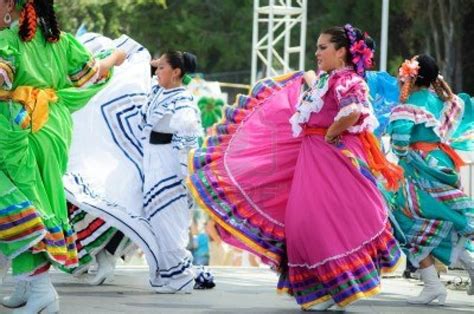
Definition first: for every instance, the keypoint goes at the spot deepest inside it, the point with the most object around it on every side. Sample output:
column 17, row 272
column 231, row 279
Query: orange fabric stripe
column 375, row 158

▸ **УСЛОВИЕ ЗАДАЧИ**: Оформите строки приведенного выше материала как таблицу Markdown со столбцами «№» (номер строки) и «Строка», пропустив пустые строки. Изображения в ответ не включайте.

▸ **ПРАВИЛЬНЫЙ ОТВЕТ**:
| № | Строка |
|---|---|
| 1 | Definition first: for every instance, the keypoint goes at the spot deepest inside it, the point with the most object around it on every side. Sample output: |
| 2 | column 17, row 272 |
| 3 | column 231, row 279 |
| 4 | Query: orange fabric stripe |
| 5 | column 375, row 158 |